◆ Data extracted from a collection
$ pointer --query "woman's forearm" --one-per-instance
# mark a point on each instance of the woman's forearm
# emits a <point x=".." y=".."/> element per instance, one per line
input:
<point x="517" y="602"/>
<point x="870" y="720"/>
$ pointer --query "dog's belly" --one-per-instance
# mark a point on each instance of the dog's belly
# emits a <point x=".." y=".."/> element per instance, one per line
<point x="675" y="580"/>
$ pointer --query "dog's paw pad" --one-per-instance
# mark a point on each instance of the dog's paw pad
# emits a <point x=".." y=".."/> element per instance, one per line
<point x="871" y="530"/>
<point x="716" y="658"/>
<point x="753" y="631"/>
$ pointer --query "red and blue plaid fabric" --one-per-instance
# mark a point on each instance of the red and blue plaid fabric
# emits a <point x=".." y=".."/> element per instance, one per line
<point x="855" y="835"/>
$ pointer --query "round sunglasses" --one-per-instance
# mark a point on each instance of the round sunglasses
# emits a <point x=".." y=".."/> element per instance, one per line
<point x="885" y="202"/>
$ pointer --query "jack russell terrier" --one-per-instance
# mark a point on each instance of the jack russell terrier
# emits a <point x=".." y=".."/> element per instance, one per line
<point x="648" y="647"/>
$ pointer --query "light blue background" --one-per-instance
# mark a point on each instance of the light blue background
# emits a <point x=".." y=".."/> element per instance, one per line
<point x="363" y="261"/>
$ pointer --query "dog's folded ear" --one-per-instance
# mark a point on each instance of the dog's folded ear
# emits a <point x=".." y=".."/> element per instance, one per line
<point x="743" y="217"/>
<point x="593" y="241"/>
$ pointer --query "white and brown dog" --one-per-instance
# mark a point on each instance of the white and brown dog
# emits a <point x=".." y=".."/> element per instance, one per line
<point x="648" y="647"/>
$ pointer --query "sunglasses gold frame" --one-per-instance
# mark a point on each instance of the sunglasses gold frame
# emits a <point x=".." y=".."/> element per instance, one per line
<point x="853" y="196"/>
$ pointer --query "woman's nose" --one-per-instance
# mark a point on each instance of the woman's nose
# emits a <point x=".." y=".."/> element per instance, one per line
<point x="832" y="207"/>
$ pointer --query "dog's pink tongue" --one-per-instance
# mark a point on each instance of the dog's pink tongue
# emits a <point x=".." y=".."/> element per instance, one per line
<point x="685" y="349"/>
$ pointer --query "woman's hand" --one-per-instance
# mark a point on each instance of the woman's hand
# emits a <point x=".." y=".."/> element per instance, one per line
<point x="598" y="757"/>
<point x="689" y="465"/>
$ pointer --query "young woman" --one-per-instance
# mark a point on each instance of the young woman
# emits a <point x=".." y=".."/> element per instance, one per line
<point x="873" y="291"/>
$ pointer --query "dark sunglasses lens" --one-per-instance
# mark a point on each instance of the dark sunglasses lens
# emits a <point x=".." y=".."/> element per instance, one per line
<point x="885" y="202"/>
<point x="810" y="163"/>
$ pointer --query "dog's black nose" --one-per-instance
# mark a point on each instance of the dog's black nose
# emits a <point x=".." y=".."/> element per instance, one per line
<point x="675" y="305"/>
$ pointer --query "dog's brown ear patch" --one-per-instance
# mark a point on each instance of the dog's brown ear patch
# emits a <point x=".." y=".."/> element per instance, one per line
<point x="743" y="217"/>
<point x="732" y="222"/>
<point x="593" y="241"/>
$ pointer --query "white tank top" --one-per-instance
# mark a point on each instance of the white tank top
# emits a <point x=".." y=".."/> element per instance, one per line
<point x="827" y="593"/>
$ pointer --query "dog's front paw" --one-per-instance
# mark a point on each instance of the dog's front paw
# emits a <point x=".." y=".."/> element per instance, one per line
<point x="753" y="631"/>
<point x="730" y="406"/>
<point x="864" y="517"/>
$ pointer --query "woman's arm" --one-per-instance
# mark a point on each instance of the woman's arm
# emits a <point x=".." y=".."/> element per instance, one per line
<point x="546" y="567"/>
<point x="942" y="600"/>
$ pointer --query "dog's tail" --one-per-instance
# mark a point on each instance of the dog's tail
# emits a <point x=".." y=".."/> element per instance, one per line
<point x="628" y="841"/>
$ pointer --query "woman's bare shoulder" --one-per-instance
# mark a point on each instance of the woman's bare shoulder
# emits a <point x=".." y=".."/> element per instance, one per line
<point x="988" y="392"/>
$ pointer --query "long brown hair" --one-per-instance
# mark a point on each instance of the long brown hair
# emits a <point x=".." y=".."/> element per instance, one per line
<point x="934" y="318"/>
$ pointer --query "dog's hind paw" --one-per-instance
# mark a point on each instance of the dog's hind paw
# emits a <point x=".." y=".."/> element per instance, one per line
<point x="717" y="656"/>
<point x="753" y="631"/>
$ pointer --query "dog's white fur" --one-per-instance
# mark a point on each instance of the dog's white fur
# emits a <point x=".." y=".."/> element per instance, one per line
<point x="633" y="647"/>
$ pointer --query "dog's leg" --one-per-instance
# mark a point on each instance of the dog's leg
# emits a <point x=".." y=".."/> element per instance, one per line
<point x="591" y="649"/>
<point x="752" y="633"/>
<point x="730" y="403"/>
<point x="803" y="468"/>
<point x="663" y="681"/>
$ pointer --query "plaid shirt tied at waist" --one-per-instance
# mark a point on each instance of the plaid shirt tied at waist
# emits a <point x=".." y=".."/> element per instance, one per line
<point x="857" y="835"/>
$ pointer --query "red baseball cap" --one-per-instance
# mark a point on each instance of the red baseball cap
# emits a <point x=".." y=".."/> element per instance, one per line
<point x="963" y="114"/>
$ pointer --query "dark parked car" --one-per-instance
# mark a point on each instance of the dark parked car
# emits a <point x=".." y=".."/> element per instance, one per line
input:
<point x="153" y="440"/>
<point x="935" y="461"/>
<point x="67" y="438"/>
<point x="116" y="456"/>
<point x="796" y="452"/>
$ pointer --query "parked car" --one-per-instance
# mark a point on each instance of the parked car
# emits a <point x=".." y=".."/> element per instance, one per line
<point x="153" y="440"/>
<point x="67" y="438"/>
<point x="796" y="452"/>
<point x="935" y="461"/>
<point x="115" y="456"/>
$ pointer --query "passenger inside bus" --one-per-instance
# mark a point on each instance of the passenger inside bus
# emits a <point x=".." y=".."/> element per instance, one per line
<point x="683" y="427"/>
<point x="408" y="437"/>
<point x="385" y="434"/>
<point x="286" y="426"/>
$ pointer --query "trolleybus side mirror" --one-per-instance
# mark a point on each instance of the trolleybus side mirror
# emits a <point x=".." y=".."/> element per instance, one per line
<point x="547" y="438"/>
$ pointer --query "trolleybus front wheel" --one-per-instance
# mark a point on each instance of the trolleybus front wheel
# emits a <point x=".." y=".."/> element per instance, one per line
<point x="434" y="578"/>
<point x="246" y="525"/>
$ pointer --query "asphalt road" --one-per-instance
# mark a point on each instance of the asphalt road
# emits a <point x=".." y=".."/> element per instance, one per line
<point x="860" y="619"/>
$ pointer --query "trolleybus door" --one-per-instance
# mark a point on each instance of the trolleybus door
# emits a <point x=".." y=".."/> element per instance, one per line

◆ PROBLEM REQUIREMENTS
Copy out only the lines of the records above from the one with "# mark a point on each instance of the dog's front" through the one with "# mark a point on each instance of the woman's arm", exactly as they stand, both included.

◆ WRITTEN RESPONSE
# mark a point on each instance of the dog's front paw
# emits a <point x=".." y=".."/> element per instance, one per line
<point x="753" y="631"/>
<point x="730" y="406"/>
<point x="864" y="517"/>
$ pointer --query "woman's arm" --one-per-instance
# mark a point on each instance of the woman's arm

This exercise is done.